Switch "input.png" to "photo.png" everywhere in the records below and write the lines out again with nothing else changed. Leave the pictures out of your answer.

• [Given data]:
|---|

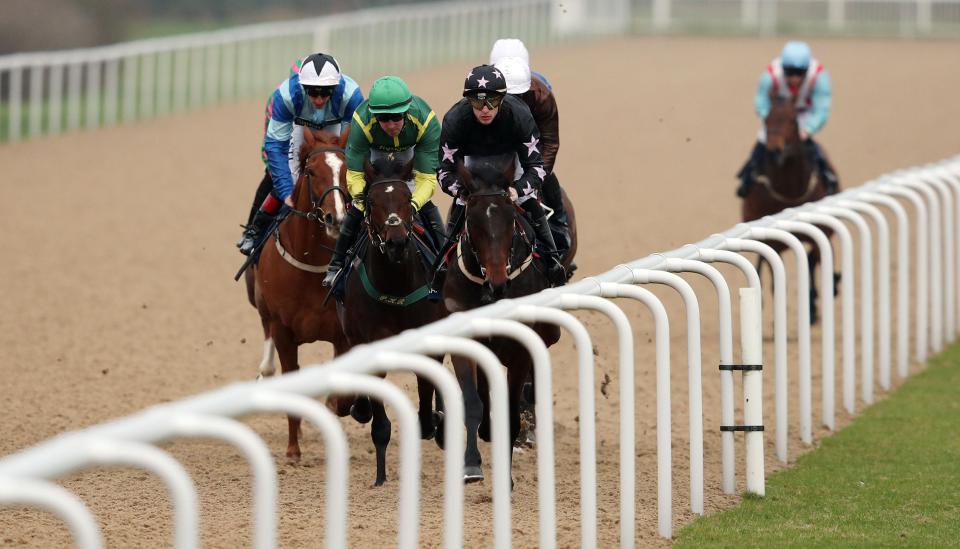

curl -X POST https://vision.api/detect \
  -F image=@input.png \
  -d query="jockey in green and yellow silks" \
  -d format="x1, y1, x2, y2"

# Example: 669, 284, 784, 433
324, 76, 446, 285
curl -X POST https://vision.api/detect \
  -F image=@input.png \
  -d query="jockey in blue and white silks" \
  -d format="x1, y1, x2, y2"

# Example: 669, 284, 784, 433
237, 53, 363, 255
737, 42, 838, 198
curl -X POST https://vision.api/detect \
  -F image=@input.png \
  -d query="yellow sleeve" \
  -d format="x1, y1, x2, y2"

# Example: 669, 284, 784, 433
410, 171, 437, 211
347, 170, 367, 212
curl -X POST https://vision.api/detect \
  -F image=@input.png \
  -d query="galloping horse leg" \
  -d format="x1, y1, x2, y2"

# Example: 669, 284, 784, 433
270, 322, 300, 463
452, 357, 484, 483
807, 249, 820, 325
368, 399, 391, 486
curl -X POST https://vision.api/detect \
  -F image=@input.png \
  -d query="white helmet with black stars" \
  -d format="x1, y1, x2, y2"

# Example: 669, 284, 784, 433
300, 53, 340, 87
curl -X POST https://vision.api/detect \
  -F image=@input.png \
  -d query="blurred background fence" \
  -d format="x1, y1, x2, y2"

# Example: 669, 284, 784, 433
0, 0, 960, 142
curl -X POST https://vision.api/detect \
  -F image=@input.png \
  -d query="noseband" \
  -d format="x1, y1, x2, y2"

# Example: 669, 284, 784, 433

|---|

• [Task output]:
curl -X POST https://vision.api/detect \
  -F image=@photo.png \
  -d query="jockey in green and yellow silks" \
  -d format="x1, y1, x2, y2"

# Example: 669, 284, 784, 433
324, 76, 446, 285
curl -X POST https://vision.api/detect \
  -F image=@photo.png \
  -d query="jockey in blue and white silks" \
  -d format="x1, y1, x2, y2"

# Example: 669, 284, 784, 433
237, 53, 363, 255
737, 42, 838, 198
curl -X POST https://vision.api/detect \
  -F image=@photo.png \
  -d query="yellow sleeve" \
  -d format="x1, y1, x2, y2"

# Example: 669, 284, 784, 433
410, 171, 437, 211
347, 170, 367, 212
curl -X POST https://vision.api/detect \
  -F image=@photo.png \
  -d query="galloping horse leg" \
  -d format="x1, y1, x2, y2"

# Example: 669, 284, 784, 433
270, 322, 300, 463
452, 357, 484, 483
807, 249, 820, 325
368, 399, 391, 486
curl -X POST https://vision.api/detect \
  -F image=@photo.png \
  -d query="white helmet with black stars" \
  -d format="x1, y1, x2, y2"

# Example: 669, 284, 784, 433
300, 53, 340, 87
curl -X POST https://vision.api/detect \
  -F image=@photo.png \
  -d query="blurred background fence" \
  -d format="x1, y1, x2, y2"

# Example: 669, 284, 784, 433
0, 0, 960, 142
curl -X POST https://vision.api/detect \
  -F image=@photo.png \
  -d query="noseband" \
  -d format="x1, y1, x2, y2"

# Example: 669, 284, 784, 433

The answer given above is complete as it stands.